● Selected excerpt
Track B1: Graceful Restart Implementation
Date: 2025-01-14
Status: Complete ✅
Commits: b14aa23, f26eef2
Overview
Implemented state snapshot functionality to enable graceful daemon restarts without losing critical runtime state. This allows operators to restart ICN nodes for maintenance, upgrades, or configuration changes while maintaining:
- Vector clock causality (no duplicate message processing)
- Topic subscriptions (no need to re-subscribe)
- Peer X25519 keys (immediate encrypted communication)
Problem Statement
Without state persistence:
- Vector clocks reset → duplicate message processing, replay attacks
- Subscriptions lost → manual re-subscription after every restart
- X25519 keys lost → new key exchange required before encrypted communication
- Full resync required → slow restart, network overhead
Architecture
New Crate: icn-snapshot
Created standalone crate with zero dependencies (except serde) to avoid circular dependency issues.
Key Design Decision: Separate crate prevents circular deps between icn-core ↔ icn-net ↔ icn-gossip.
Types:
StateSnapshot: Top-level snapshot with version, timestamp, gossip/network stateGossipState: Vector clocks (HashMap<String, u64>), subscriptions, topic metadataNetworkState: Peer X25519 keys, peer addresses (empty for now)TopicMetadata: Serializable topic configuration
Functions:
save_snapshot(snapshot, data_dir): Atomic write via temp file + renameload_snapshot(data_dir): Returns Optiondelete_snapshot(data_dir): Cleanup
Format: JSON (human-readable, easy to debug, migrate)
GossipActor Integration
Export (export_state()):
pub fn export_state(&self) -> icn_snapshot::GossipState {
// Export vector clock (DID -> count)
let vector_clock = self.clock.clock.iter()
.map(|(did, count)| (did.to_string(), *count))
.collect();
// Export subscriptions (topic -> [DIDs])
let subscriptions = self.subscriptions.iter()
.map(|(topic, subs)| (topic.clone(), subs.iter().map(|d| d.to_string()).collect()))
.collect();
// Export topic metadata (name, ACL, max_entries, scope)
let topics = self.topics.iter()
.map(|(name, topic)| serialize_topic_metadata(topic))

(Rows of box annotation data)
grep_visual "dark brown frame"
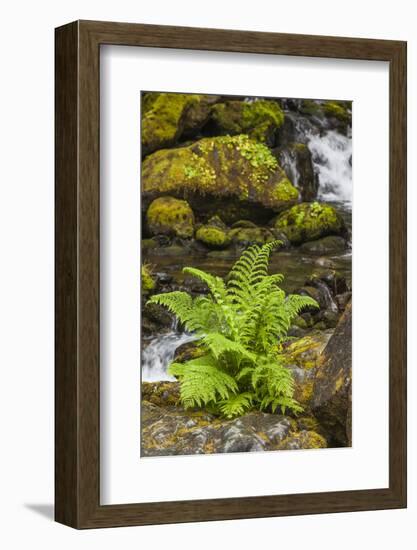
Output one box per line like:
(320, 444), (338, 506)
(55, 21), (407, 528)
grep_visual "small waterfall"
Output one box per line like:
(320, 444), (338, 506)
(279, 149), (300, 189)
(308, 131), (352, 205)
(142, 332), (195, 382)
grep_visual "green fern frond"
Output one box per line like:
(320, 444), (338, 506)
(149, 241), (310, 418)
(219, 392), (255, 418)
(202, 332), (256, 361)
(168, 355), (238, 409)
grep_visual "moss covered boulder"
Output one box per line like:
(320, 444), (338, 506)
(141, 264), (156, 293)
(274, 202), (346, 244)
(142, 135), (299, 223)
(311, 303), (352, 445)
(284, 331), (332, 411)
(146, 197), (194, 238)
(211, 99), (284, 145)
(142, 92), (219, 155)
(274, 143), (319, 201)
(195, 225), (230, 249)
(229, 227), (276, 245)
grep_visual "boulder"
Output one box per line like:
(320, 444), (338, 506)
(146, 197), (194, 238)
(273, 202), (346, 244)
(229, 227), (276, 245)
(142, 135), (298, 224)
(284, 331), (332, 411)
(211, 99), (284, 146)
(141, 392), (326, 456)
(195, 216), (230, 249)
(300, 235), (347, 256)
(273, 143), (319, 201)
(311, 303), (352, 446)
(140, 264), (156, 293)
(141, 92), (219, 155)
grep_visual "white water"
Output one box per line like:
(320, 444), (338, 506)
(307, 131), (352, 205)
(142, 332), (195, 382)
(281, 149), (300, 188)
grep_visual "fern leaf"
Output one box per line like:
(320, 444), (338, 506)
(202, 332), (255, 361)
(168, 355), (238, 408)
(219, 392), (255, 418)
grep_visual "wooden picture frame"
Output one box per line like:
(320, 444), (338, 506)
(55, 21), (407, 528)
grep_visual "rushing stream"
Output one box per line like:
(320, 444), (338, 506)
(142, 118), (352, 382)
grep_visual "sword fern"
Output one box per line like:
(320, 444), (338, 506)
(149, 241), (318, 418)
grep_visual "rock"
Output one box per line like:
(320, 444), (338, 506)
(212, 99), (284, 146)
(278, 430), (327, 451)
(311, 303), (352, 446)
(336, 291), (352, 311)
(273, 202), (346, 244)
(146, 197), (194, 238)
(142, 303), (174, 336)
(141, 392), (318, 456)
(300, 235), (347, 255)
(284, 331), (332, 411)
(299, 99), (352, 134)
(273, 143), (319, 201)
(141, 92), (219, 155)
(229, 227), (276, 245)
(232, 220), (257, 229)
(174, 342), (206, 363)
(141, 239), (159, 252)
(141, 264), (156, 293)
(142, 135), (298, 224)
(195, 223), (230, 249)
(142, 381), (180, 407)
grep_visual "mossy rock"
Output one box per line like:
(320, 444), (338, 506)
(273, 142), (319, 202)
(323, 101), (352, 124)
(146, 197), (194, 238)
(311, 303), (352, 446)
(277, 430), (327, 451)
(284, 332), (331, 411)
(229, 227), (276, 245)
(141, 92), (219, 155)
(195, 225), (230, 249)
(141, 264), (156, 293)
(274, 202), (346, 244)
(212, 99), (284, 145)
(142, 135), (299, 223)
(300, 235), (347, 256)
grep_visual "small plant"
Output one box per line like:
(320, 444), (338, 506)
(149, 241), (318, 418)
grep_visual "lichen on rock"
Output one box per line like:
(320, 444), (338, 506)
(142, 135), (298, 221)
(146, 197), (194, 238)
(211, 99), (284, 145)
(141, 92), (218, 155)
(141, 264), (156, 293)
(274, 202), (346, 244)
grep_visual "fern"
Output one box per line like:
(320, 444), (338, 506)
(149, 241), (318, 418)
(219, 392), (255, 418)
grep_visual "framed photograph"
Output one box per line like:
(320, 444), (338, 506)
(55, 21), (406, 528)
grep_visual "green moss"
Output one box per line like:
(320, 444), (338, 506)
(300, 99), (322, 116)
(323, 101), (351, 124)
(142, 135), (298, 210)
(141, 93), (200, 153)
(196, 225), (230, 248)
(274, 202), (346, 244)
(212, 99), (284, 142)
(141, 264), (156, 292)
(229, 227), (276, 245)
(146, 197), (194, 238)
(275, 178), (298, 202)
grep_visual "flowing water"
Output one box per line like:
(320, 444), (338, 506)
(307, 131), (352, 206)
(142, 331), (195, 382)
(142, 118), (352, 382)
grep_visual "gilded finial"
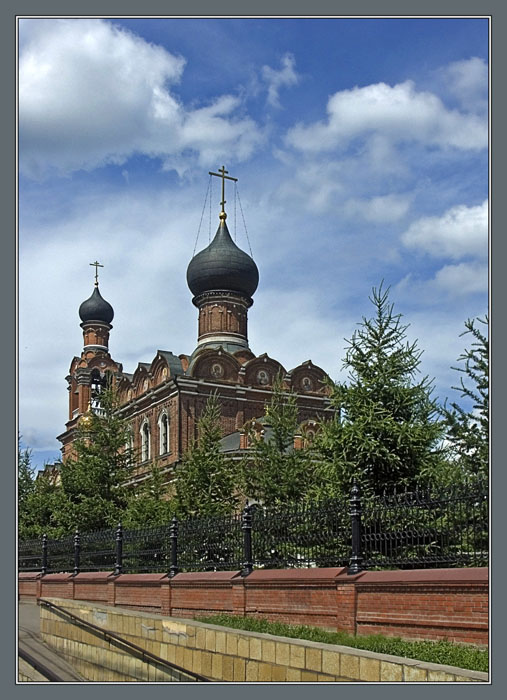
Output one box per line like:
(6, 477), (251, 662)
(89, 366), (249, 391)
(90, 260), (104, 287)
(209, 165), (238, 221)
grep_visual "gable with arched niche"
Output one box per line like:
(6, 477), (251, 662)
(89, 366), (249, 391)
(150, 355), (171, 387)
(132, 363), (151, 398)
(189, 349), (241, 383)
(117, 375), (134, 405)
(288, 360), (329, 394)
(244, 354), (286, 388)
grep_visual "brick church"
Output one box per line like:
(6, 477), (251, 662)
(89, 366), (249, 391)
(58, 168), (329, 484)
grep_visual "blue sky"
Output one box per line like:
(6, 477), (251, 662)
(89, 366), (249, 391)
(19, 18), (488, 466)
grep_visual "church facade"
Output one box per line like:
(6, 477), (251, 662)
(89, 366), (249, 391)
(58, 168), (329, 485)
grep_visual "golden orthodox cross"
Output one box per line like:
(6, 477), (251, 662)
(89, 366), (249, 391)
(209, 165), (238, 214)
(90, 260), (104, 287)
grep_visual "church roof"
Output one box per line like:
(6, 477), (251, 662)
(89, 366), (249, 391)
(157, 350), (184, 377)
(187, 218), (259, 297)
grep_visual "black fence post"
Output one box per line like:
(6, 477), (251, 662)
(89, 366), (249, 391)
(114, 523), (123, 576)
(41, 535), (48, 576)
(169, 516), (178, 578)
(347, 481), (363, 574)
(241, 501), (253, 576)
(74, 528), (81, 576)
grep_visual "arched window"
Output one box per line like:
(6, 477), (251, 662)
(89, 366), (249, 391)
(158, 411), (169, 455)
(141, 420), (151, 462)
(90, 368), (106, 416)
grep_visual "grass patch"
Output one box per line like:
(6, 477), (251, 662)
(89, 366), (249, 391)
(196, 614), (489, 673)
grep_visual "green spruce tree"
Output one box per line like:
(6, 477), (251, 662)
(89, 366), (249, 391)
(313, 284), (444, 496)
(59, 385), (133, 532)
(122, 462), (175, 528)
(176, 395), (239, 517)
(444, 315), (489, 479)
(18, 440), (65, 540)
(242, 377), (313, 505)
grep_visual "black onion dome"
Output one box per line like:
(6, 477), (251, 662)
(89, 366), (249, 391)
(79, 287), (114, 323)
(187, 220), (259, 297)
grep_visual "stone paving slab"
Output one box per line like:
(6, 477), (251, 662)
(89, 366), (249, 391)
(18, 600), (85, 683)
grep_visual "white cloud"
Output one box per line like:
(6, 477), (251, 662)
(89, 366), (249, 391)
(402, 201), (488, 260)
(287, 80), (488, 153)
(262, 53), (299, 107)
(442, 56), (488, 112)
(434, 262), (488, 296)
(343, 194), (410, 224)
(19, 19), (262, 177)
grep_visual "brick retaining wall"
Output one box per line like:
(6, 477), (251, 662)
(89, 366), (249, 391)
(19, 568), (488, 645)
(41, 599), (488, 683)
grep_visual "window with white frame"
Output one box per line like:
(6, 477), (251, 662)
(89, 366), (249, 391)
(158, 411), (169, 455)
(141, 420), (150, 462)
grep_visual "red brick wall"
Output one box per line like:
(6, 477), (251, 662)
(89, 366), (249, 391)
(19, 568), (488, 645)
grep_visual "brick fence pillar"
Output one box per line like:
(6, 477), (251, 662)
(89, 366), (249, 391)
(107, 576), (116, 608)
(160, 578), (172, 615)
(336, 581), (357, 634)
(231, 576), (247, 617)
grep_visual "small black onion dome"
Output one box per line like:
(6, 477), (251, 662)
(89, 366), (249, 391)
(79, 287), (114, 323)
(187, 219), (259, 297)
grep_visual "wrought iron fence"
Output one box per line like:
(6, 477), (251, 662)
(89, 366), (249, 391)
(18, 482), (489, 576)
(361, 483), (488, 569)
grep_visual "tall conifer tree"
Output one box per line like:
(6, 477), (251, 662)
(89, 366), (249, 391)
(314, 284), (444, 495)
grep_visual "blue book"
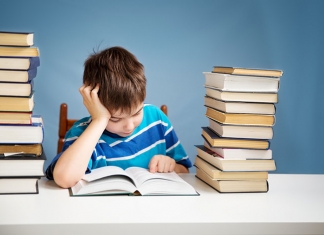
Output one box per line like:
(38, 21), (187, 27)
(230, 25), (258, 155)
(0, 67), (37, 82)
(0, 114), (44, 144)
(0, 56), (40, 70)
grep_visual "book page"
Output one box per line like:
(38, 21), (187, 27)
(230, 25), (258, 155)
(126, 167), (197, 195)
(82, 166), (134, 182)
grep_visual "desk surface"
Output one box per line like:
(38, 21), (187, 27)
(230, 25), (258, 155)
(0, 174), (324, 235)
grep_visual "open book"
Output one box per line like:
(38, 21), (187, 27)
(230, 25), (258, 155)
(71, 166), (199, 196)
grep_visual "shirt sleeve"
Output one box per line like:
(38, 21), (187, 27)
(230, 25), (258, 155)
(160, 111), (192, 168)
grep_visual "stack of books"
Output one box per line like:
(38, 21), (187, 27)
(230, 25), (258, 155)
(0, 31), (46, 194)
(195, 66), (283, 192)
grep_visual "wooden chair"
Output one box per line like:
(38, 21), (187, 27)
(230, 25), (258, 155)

● Work required
Can you carry on the graceful restart implementation notes from the point where they stop?

● Output for this exercise
.collect();
GossipState { vector_clock, subscriptions, topics }
}
Restore (restore_state()):
pub fn restore_state(&mut self, state: GossipState) -> Result<()> {
// Restore vector clock
for (did_str, count) in state.vector_clock {
let did = Did::from_str(&did_str)?;
self.clock.clock.insert(did, count);
}
// Restore topics (must happen before subscriptions)
for (_, topic_meta) in state.topics {
let topic = recreate_topic_from_metadata(topic_meta);
if !self.topics.contains_key(&topic.name) {
self.create_topic(topic);
}
}
// Restore subscriptions
for (topic, subs) in state.subscriptions {
for sub_str in subs {
let did = Did::from_str(&sub_str)?;
if let Some(sub_list) = self.subscriptions.get_mut(&topic) {
if !sub_list.contains(&did) {
sub_list.push(did);
}
}
}
}
Ok(())
}
What's NOT Persisted:
- Gossip entries (will be fetched from peers via anti-entropy)
- Bloom filters (reconstructed from entries)
- In-flight messages (acceptable loss)
NetworkActor Integration
Export (export_state()):
pub async fn export_state(&self) -> icn_snapshot::NetworkState {
// Export peer X25519 keys for end-to-end encryption
let peer_x25519_keys = self.peer_x25519_keys.read().await
.iter()
.map(|(did, key)| (did.to_string(), *key))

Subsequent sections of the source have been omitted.